● Travail à faire:
A - Relevez dans le texte source toutes les valeurs de risque relatif de décès pour maladie cardio-vasculaire liée au tabagisme, chacune avec le groupe auquel elle correspond.
B - Ces affirmations sont-elles conformes au texte source ? Répondez par oui ou par non et citez les mots du texte qui tranchent.
(i) La métaanalyse relève un risque cardio-vasculaire plus élevé de 25 % chez les femmes fumeuses que chez les hommes fumeurs.
(ii) Le risque relatif de décès pour maladie cardio-vasculaire liée au tabagisme augmente avec l'âge des sujets.
(iii) L'obésité et le diabète sont présentés comme des facteurs de risque aux effets rapides.

● Texte source:
▼▼▼

Il faut noter que, si l’obésité et le diabète sont également en progression chez les femmes de ces âges, ce sont des facteurs de risque à terme. Alors que, comme le fait remarquer D. Thomas, « les accidents cardio-vasculaires liés au tabac apparaissent de façon très rapide avec l’augmentation de la population fumeuse ». On remarque également que le risque relatif de décès pour maladie cardio-vasculaire liée au tabagisme est d’autant plus important que les sujets sont jeunes (5,5 pour les hommes de 30-44 ans contre 1,88 pour les 60-69 ans et 3,78 pour les femmes de 45 à 59 ans contre 1,68 pour les 70 à 79 ans) (1).

Une métaanalyse a recensé toutes les études comparant l’incidence du risque de maladie coronaire liée au tabagisme chez les hommes et chez les femmes : elle montre une augmentation de 25 % du risque cardio-vasculaire chez les femmes fumeuses par rapport aux hommes fumeurs (4).

▲▲▲

● Matériel répertorié:

▼▼▼

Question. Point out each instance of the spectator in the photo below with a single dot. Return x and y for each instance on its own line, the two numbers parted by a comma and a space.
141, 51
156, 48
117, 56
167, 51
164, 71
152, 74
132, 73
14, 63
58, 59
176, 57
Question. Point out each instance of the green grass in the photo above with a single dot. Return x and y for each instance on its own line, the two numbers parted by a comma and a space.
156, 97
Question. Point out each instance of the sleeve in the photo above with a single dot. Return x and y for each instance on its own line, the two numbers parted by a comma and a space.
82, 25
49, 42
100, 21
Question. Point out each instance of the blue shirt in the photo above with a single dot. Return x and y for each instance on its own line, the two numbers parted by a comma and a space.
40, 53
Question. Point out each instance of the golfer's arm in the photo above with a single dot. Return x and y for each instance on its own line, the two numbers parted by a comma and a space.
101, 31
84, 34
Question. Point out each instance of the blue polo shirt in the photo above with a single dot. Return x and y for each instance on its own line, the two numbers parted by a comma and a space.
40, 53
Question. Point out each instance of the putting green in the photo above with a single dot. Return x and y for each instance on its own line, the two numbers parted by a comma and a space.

▲▲▲

● Corrigé:
A -
- 5,5 : hommes de 30-44 ans
- 1,88 : hommes de 60-69 ans
- 3,78 : femmes de 45 à 59 ans
- 1,68 : femmes de 70 à 79 ans

B -
(i) Oui : « elle montre une augmentation de 25 % du risque cardio-vasculaire chez les femmes fumeuses par rapport aux hommes fumeurs ».
(ii) Non : « est d’autant plus important que les sujets sont jeunes ».
(iii) Non : « ce sont des facteurs de risque à terme ».